[Stored items from a collection]

======

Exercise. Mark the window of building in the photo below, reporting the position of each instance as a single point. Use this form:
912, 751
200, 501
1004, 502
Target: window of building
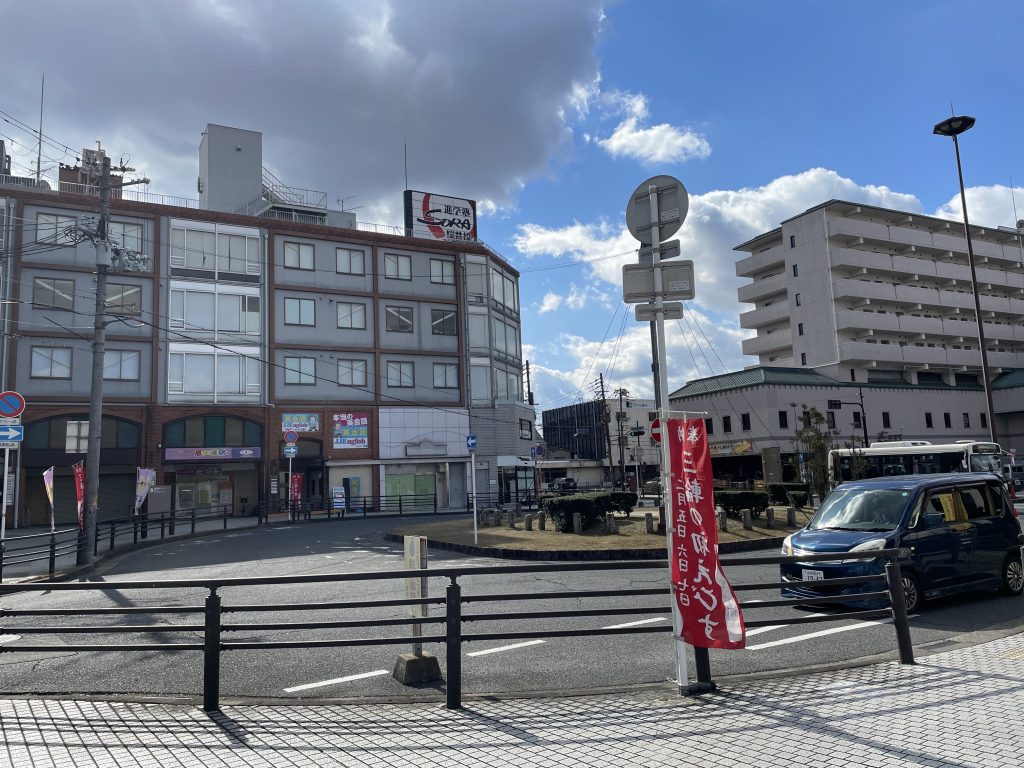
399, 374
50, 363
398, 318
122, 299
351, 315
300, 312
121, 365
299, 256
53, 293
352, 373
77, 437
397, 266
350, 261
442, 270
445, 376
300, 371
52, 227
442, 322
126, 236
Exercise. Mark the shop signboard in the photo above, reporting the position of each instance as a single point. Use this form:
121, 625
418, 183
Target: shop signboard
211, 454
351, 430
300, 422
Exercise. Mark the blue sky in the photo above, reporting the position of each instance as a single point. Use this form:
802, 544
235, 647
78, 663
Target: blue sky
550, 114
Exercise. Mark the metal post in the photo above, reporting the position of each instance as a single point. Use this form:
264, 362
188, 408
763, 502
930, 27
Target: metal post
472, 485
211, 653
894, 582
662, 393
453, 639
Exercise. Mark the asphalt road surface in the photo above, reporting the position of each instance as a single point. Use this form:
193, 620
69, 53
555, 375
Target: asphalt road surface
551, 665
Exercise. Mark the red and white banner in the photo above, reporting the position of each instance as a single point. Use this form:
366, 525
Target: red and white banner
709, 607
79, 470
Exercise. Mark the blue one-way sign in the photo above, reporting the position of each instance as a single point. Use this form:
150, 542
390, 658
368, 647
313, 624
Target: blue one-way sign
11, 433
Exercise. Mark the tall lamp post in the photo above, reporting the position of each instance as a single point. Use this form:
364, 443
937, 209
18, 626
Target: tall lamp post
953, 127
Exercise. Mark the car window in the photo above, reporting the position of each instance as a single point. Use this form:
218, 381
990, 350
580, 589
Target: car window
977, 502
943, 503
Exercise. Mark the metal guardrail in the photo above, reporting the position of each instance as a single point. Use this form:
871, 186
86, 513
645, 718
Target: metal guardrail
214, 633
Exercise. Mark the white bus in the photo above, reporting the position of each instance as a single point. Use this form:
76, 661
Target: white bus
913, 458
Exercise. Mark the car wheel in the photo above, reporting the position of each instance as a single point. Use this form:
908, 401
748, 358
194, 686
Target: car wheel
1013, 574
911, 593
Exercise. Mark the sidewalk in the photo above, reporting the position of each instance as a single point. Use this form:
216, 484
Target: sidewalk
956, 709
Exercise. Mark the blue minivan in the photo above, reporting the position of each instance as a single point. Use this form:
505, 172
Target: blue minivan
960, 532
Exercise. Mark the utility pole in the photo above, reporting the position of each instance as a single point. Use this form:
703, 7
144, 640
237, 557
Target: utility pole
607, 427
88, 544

======

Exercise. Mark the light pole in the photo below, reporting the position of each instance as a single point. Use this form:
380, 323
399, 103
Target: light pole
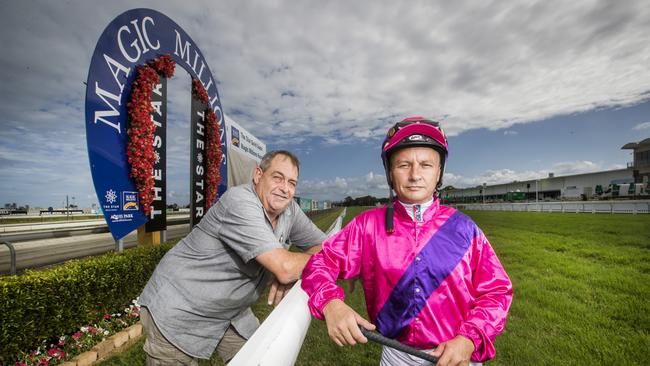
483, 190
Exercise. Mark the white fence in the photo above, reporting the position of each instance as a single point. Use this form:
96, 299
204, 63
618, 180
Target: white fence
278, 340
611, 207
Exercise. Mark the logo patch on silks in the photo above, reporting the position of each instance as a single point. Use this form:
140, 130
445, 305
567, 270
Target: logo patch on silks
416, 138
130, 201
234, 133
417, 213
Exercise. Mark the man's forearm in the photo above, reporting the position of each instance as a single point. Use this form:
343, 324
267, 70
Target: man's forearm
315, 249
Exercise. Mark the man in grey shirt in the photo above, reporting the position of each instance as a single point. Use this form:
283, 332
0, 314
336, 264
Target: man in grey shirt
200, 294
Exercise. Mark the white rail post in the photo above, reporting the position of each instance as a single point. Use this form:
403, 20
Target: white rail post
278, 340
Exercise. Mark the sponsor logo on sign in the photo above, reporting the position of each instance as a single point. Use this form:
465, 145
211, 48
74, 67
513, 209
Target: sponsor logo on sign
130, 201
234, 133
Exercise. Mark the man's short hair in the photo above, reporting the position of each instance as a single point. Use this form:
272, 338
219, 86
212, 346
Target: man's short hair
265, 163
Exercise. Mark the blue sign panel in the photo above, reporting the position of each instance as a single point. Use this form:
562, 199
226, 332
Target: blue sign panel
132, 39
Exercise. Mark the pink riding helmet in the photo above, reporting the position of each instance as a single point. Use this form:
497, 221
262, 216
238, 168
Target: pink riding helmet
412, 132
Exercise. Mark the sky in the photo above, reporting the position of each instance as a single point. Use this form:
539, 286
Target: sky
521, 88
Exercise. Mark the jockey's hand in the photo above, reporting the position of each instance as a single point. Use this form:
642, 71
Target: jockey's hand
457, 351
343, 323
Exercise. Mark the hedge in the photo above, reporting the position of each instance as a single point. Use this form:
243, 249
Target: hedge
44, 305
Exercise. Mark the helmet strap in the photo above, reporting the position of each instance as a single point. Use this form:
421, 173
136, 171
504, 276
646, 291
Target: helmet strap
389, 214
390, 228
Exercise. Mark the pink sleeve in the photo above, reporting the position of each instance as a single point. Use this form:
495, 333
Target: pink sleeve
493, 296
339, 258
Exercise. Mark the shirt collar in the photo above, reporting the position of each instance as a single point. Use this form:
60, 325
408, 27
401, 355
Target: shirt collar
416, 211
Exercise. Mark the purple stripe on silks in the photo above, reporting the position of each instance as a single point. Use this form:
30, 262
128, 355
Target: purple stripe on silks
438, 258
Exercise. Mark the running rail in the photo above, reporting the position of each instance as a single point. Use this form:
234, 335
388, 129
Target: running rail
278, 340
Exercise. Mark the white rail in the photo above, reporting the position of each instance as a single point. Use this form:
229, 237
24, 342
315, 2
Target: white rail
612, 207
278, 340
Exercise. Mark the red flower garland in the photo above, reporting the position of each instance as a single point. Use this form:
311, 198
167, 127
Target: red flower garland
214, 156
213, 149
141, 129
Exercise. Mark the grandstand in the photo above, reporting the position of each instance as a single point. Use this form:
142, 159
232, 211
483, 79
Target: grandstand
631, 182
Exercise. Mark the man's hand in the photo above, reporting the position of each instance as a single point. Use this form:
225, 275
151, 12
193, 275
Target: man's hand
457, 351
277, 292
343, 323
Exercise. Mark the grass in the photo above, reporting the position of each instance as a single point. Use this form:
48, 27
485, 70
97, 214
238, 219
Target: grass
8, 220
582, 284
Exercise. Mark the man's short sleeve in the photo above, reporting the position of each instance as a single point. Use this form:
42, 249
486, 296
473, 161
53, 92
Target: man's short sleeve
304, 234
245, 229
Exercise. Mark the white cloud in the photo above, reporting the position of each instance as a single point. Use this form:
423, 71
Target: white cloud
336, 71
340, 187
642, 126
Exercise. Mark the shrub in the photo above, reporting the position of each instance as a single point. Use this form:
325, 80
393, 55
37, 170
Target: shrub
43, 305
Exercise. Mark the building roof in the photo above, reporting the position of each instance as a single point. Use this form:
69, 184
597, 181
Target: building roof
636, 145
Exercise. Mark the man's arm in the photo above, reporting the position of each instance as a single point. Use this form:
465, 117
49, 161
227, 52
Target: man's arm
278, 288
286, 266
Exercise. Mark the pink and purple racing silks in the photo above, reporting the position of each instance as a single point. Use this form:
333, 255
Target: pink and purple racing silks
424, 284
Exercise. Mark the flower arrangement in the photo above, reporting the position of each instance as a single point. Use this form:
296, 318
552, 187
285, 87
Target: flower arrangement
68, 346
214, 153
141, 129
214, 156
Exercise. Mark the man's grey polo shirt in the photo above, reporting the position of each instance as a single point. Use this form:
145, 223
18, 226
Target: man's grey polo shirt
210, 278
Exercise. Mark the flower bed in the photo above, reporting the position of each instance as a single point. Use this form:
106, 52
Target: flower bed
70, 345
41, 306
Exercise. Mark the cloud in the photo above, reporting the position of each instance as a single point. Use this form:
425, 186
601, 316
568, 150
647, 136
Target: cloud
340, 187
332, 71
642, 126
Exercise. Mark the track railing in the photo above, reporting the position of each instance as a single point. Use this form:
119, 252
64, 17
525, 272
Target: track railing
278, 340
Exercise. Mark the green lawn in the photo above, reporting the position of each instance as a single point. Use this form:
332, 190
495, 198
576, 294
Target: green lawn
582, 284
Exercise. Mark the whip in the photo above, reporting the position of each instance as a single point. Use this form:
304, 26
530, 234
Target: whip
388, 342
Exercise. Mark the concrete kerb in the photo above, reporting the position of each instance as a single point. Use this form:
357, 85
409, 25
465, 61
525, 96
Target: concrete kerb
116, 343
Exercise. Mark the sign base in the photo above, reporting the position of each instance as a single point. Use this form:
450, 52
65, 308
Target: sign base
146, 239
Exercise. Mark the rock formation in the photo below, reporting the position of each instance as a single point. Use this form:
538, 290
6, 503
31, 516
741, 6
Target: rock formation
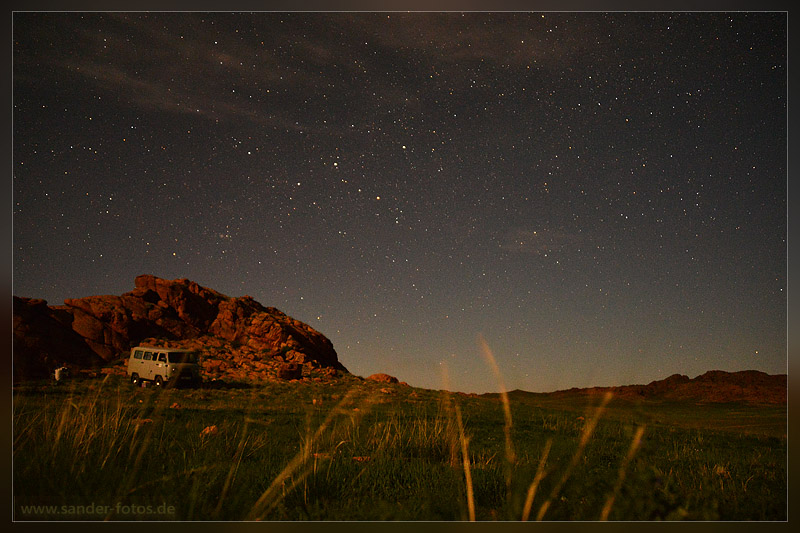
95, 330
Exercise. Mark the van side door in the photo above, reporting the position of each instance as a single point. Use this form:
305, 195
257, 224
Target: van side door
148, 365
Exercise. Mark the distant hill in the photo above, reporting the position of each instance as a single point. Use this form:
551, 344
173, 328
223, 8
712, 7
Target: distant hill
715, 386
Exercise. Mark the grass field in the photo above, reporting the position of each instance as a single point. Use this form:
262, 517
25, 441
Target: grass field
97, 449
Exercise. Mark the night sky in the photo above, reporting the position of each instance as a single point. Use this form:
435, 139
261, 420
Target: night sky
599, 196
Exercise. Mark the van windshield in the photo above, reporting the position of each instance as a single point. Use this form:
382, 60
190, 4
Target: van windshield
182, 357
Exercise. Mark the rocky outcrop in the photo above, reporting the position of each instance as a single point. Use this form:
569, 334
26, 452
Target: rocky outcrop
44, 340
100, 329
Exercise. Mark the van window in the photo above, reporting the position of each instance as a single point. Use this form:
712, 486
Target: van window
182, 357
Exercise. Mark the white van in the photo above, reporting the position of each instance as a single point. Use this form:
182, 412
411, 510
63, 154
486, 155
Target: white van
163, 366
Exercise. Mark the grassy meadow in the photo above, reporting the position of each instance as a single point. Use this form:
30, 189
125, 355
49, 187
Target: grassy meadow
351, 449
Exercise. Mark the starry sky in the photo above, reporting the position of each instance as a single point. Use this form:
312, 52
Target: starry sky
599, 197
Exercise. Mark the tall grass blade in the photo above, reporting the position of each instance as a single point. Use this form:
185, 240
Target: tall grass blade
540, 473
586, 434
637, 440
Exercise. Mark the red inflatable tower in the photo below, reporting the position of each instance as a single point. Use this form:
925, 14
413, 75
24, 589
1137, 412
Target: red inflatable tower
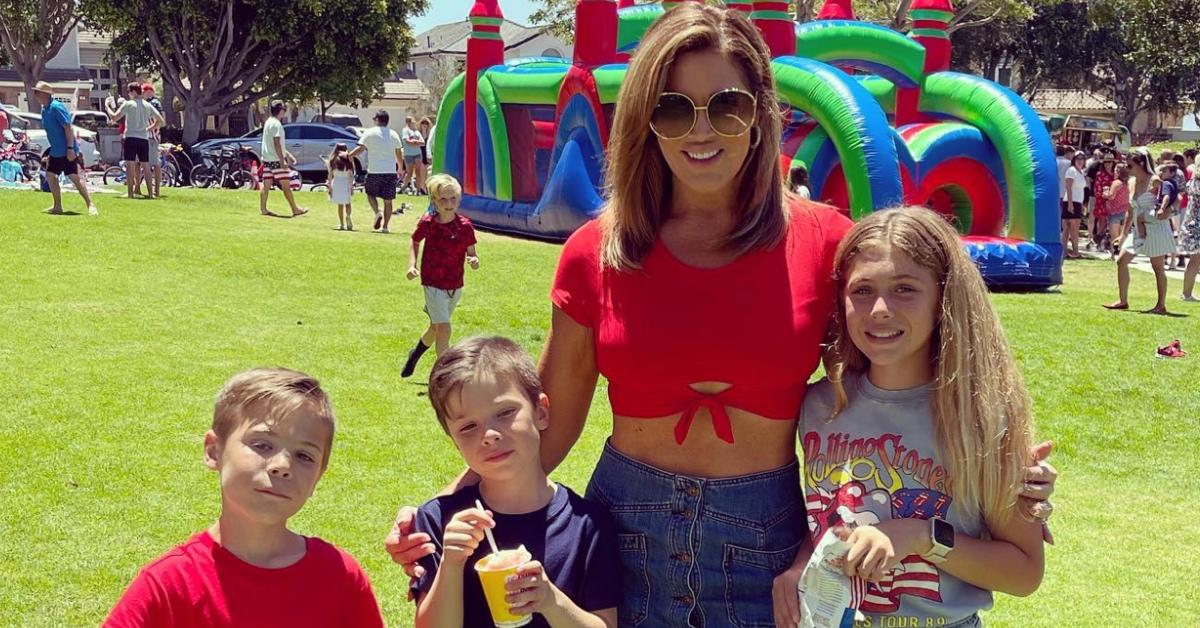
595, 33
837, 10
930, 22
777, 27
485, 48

======

What the task requires: In the lines above, find the word "below" and copy every line it occurs in.

Reply to the task:
Exercise. Mark the window of building in the photo below, reporting the position of each instance as a single point. Use this form:
Exercise. Mark the light pole in the photo below, reporting the position of each instance as a single point. Use this form:
Exercise. Mark the rock formation in the photo below, reporting the position of each instance as a single point. Use this form:
Exercise. Mark the red inflatable tower in the photo below, reporting the position of each instance as a single point. Use this form:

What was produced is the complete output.